> _Requirements_
Count the lines in the material below that contain the string "shop", treating uppercase and lowercase as different, and give only the number.

(Location identification items)
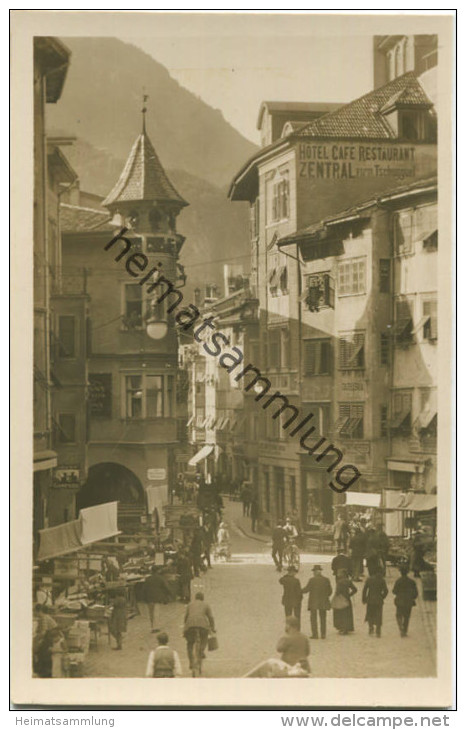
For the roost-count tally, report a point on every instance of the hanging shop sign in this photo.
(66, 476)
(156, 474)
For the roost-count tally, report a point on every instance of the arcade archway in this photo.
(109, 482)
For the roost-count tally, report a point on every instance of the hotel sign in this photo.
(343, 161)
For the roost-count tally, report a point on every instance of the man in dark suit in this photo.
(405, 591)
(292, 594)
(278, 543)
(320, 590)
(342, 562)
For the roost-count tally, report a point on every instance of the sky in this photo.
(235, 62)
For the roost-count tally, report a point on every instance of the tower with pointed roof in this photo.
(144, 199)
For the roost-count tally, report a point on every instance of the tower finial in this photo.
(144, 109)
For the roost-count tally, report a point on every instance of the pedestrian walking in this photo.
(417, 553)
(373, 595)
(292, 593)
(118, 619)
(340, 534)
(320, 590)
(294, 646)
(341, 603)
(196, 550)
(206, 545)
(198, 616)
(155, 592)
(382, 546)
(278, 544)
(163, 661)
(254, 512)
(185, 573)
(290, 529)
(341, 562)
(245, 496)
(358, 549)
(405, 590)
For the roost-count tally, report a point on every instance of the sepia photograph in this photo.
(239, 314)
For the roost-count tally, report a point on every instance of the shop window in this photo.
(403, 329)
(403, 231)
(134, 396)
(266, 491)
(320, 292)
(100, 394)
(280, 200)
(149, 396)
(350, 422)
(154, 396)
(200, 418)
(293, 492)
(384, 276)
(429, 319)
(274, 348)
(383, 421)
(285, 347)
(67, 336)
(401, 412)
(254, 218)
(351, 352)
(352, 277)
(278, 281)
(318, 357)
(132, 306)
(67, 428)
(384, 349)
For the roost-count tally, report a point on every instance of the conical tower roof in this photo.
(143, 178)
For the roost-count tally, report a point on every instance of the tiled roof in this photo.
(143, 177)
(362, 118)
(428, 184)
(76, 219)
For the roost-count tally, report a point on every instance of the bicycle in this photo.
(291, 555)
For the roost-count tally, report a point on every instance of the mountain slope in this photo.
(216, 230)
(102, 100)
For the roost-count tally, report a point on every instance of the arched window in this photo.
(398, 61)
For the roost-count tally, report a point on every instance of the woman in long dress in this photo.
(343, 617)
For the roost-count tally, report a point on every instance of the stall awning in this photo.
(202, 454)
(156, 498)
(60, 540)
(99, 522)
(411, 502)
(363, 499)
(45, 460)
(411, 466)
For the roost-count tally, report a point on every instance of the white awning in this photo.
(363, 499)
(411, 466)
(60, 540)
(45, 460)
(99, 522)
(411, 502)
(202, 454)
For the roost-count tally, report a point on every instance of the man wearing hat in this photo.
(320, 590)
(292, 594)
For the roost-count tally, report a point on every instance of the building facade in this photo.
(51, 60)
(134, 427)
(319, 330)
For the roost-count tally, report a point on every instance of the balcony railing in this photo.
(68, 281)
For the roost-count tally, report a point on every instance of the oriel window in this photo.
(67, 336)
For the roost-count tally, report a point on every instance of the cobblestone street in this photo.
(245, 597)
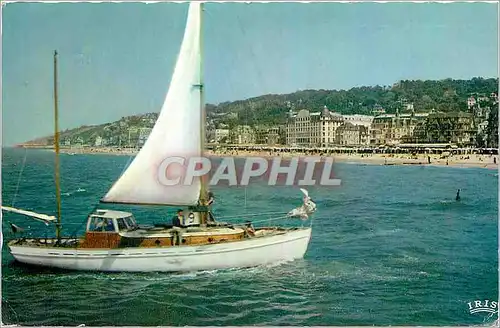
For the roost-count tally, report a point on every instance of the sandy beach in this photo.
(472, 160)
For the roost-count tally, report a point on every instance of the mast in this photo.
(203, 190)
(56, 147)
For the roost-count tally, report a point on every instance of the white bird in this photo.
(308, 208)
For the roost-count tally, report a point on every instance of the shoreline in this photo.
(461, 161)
* * *
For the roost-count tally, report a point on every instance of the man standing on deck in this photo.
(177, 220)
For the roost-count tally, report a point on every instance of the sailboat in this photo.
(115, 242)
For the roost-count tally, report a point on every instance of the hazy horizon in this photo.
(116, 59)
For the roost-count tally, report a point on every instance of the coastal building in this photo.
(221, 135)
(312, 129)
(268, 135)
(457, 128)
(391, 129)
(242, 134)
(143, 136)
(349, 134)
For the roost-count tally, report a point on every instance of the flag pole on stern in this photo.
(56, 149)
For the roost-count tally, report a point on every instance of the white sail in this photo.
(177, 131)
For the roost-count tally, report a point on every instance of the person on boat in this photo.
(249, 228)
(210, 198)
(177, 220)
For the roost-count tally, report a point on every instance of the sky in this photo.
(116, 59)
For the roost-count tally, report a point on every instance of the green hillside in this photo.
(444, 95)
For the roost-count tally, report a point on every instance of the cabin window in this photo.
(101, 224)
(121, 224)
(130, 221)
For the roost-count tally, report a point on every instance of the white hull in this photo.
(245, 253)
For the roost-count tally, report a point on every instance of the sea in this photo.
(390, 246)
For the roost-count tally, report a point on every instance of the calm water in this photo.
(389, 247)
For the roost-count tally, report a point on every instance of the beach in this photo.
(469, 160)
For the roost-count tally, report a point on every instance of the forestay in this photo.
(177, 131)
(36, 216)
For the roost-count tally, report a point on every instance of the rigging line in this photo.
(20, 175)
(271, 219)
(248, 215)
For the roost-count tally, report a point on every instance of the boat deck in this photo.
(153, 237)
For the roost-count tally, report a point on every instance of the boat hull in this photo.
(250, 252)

> _Solution to the problem_
2